#### SUPPLIED PASSAGE:
= = =

Summary of Factors Affecting Barndoor Skate

Section 4(a)(1) of the ESA and the listing regulations (50 CFR part 424) set forth procedures for listing species. NMFS must determine, through the regulatory process, if a species is endangered or threatened based upon any of the following factors: (A) The present or threatened destruction, modification, or curtailment of its habitat or range; (B) overutilization for commercial, recreational, scientific, or educational purposes; (C) disease or predation; (D) inadequacy of existing regulatory mechanisms; or (E) other natural or human-made factors affecting its continued existence. The following is a discussion of the factors used to determine whether barndoor skate should be listed as a threatened or endangered species under the ESA.

A. Present or Threatened Destruction, Modification, or Curtailment of Its Habitat or Range

Despite past declines, barndoor skates have persisted in their core habitat at a low abundance since the late 1960s. Currently, numbers of barndoor skate are on the rise, and barndoor skates are now occurring in some areas of the western Scotian Shelf, on Georges Bank, and in offshore waters of Southern New England. There is no evidence of a contraction of range; however, the current abundance, which is lower than the historic abundance, may reflect local reductions in area of occupancy.

Auster and Langton (1999) explain that mobile fishing gear may have a negative impact on the structural components of habitat by: direct removal or damage of epifauna, the reduction of bottom roughness, and the removal of structure forming organisms. The effects of bottom trawling on habitat depend on several factors, including the type of sediment, type of gear used, and the habits of the species living on the bottom. Our knowledge of life history characteristics of the barndoor skate is currently insufficient to analyze adequately any potential negative impacts from bottom trawling. Currently, there is no evidence that such habitat alterations as a result of trawling are having a negative impact on barndoor skates or their egg cases. Therefore, the evidence does not suggest present or threatened destruction, modification or curtailment of the habitat or range of barndoor skate to an extent that threatens its continued existence.

= = =

#### RAW DATA:
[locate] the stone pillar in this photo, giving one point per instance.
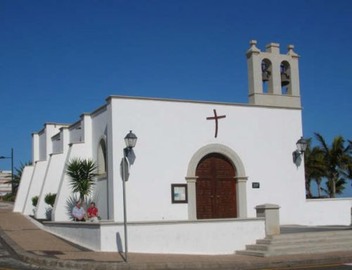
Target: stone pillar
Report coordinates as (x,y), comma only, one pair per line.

= = =

#### WHAT TO PRODUCE:
Could you reproduce the barndoor skate passage above in full, word for word?

#### TASK ANSWER:
Summary of Factors Affecting Barndoor Skate

Section 4(a)(1) of the ESA and the listing regulations (50 CFR part 424) set forth procedures for listing species. NMFS must determine, through the regulatory process, if a species is endangered or threatened based upon any of the following factors: (A) The present or threatened destruction, modification, or curtailment of its habitat or range; (B) overutilization for commercial, recreational, scientific, or educational purposes; (C) disease or predation; (D) inadequacy of existing regulatory mechanisms; or (E) other natural or human-made factors affecting its continued existence. The following is a discussion of the factors used to determine whether barndoor skate should be listed as a threatened or endangered species under the ESA.

A. Present or Threatened Destruction, Modification, or Curtailment of Its Habitat or Range

Despite past declines, barndoor skates have persisted in their core habitat at a low abundance since the late 1960s. Currently, numbers of barndoor skate are on the rise, and barndoor skates are now occurring in some areas of the western Scotian Shelf, on Georges Bank, and in offshore waters of Southern New England. There is no evidence of a contraction of range; however, the current abundance, which is lower than the historic abundance, may reflect local reductions in area of occupancy.

Auster and Langton (1999) explain that mobile fishing gear may have a negative impact on the structural components of habitat by: direct removal or damage of epifauna, the reduction of bottom roughness, and the removal of structure forming organisms. The effects of bottom trawling on habitat depend on several factors, including the type of sediment, type of gear used, and the habits of the species living on the bottom. Our knowledge of life history characteristics of the barndoor skate is currently insufficient to analyze adequately any potential negative impacts from bottom trawling. Currently, there is no evidence that such habitat alterations as a result of trawling are having a negative impact on barndoor skates or their egg cases. Therefore, the evidence does not suggest present or threatened destruction, modification or curtailment of the habitat or range of barndoor skate to an extent that threatens its continued existence.